INSTRUCTIONS FOR THE TASK:
Reproduce the lines below exactly, starting at the one containing "point_to MUST return one point per instance of the green" and stopping at the final line.

Natural language region descriptions:
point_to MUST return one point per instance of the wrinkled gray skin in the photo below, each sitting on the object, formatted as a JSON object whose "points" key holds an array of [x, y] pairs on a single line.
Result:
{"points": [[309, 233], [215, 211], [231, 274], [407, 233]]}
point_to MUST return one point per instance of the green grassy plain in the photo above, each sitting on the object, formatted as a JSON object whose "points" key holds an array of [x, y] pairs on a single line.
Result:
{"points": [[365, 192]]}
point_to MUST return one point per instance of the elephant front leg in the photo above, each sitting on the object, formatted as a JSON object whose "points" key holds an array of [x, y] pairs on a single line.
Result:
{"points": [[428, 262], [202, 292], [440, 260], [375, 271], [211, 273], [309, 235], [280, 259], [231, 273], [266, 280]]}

SOLVED PROBLEM:
point_to MUST return one point per instance of the green grassy plain in the photo above, each sitting on the object, formatted as a JSON object whose "points" key holds an array of [x, y] pairs on a single line.
Result:
{"points": [[365, 192]]}
point_to MUST return one point per instance of the elephant front leg in the photo above, each sitting on the object, formatted as a JSON object whose "points" key holds an array of [x, y] pairs on a single line.
Result:
{"points": [[428, 262], [202, 292], [440, 260], [375, 271], [211, 273], [309, 235], [280, 259], [231, 273], [266, 280]]}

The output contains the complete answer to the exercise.